PROBLEM REQUIREMENTS: Reproduce the data below line for line, without any alteration.

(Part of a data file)
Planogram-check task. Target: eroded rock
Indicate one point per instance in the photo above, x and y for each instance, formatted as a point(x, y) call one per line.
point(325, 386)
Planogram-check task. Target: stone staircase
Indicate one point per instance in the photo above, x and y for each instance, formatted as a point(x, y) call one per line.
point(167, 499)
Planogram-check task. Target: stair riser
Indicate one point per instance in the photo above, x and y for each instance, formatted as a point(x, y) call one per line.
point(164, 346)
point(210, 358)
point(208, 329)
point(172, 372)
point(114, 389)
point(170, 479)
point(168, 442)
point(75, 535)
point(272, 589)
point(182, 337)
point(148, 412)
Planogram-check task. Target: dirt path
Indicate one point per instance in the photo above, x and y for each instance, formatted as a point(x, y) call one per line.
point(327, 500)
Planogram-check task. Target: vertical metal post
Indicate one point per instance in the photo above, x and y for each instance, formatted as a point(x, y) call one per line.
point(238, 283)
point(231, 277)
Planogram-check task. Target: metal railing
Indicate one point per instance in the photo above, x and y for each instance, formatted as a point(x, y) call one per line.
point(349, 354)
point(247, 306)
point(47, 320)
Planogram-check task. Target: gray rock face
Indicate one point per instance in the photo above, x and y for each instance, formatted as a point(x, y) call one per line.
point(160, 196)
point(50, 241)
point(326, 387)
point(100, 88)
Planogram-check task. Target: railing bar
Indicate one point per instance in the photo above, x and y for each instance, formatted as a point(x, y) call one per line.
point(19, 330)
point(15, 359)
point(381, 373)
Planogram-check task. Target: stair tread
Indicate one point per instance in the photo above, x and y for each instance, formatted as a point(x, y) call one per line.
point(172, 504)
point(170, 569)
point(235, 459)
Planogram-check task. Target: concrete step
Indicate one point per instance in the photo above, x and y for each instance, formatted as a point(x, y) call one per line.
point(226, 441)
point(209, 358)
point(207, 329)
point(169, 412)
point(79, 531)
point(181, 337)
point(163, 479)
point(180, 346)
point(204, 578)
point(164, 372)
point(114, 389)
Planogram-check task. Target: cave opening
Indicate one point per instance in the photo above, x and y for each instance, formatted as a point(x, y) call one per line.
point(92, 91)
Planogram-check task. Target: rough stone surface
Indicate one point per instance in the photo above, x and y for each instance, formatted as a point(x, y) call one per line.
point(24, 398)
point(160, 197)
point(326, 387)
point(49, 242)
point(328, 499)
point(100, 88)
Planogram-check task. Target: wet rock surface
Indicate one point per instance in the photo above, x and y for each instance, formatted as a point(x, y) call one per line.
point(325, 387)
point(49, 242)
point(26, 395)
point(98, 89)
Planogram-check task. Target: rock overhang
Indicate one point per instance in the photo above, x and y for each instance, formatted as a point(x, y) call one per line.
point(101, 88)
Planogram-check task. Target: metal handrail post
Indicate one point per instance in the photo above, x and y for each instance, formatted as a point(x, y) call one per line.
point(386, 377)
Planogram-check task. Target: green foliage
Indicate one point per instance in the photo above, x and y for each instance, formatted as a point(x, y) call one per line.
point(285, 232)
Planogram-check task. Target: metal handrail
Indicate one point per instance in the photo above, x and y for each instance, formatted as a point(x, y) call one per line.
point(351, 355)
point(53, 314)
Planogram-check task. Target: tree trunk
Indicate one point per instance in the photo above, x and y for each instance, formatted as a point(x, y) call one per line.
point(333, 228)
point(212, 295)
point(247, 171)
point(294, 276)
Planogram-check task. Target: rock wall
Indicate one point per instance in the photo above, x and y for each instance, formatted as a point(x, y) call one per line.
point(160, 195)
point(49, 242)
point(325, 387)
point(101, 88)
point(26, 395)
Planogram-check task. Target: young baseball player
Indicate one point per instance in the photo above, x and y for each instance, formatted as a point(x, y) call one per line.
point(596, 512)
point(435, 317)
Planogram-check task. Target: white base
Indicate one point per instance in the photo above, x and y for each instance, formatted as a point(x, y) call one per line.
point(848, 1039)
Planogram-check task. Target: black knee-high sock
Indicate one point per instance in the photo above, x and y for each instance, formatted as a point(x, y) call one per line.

COMPLETE ANSWER:
Planogram-check task. Target: eroded rock
Indicate one point per instance in the photo above, x and y for each instance, formatted as a point(x, y) call one per line.
point(325, 386)
Planogram-check task. Target: stone staircase
Indicate one point per instance in the photo above, x and y for each instance, formatted as a point(x, y) call one per line.
point(167, 499)
Planogram-check task. Target: stair riser
Indicate one point per instance in the photo above, x and y for each instance, formatted as a point(x, y) call one per line.
point(164, 346)
point(210, 358)
point(208, 329)
point(172, 372)
point(114, 389)
point(170, 479)
point(168, 442)
point(75, 535)
point(272, 589)
point(182, 337)
point(148, 412)
Planogram-check task. Target: dirt path
Indicate one point per instance in the photo above, x and y for each instance, formatted as a point(x, y) call one per line.
point(327, 500)
Planogram-check task. Target: vertical metal post
Indicate one point per instance in the photo above, x and y for each instance, formatted as a point(x, y) call one per line.
point(238, 283)
point(231, 277)
Planogram-check task. Target: metal railing
Indicate one point per instance in the photo above, x and y for each instance, formatted as a point(x, y) call one per line.
point(349, 354)
point(247, 306)
point(47, 320)
Planogram-check task. Target: gray rock face
Indicate one point per instance in the photo above, x and y for each instance, formatted as a point(x, y) call one per line.
point(160, 196)
point(50, 241)
point(326, 387)
point(100, 88)
Planogram-check task. Target: railing bar
Indicate one point per instance in the photo above, x and y for each instance, formatted as a point(x, y) call one per line.
point(19, 330)
point(15, 359)
point(381, 373)
Planogram-check task. Target: stair tread
Indicate one point per instance in the photo above, x and y for each instance, formatted as a point(x, y) call one per line.
point(172, 504)
point(170, 569)
point(235, 459)
Planogram-check task. Target: concrete step
Indicate one point per instance in the photo above, x and y for each instance, formatted as a point(x, y) call one per line.
point(226, 441)
point(209, 358)
point(207, 329)
point(169, 412)
point(79, 531)
point(181, 337)
point(163, 479)
point(180, 346)
point(204, 578)
point(164, 372)
point(114, 389)
Planogram-check task. Target: cave opening
Indicate one point per instance in the photo above, x and y for each instance, formatted as a point(x, y) call one per line.
point(92, 91)
Planogram-check task. Target: rough stone surface
Indicate one point per instance in the photo above, x and y for each instance, formatted as a point(x, y) call one per line.
point(24, 398)
point(160, 197)
point(326, 387)
point(49, 242)
point(328, 499)
point(100, 88)
Planogram-check task. Target: wet rock surface
Indicate one point per instance in the photo above, x and y for each instance, formatted as a point(x, y) call one per line.
point(325, 387)
point(49, 242)
point(26, 395)
point(98, 89)
Planogram-check task. Target: rock overhang
Indicate one point per instance in the photo above, x and y for each instance, formatted as a point(x, y) call one per line.
point(101, 88)
Planogram-check task. Target: metal handrail post
Indicate one point per instance in the photo above, x and y for each instance, formatted as a point(x, y) call one per line.
point(386, 377)
Planogram-check task. Target: green foliage
Indicate one point per instance in the photo above, x and y for each instance, formatted as a point(x, y) call one per line.
point(285, 232)
Planogram-check task. Target: metal handrail
Indicate one point per instance in the photo above, x and y for each instance, formatted as a point(x, y) call one per line.
point(351, 355)
point(53, 314)
Planogram-check task. Target: tree trunk
Indicate one point per instance in the photo above, x and y for each instance, formatted as a point(x, y) call one per line.
point(333, 228)
point(212, 295)
point(247, 171)
point(294, 276)
Planogram-check task. Target: rock wall
Indicate one point per instance in the photo above, x and y for each instance, formatted as a point(x, y) call one per line.
point(160, 195)
point(49, 242)
point(325, 387)
point(101, 88)
point(26, 395)
Planogram-check task. Target: young baseball player
Indicate one point per instance in the photo above, x and y for each instance, formatted as a point(x, y) call one per line.
point(596, 512)
point(435, 317)
Planogram-check task. Target: white base
Indicate one point per instance in the photo above, x and y for each instance, formatted as a point(x, y) call one per line.
point(848, 1039)
Planogram-check task. Target: black knee-high sock
Indicate one point per instance in the photo above, x and y for each instance, formatted as a point(x, y) call one per line.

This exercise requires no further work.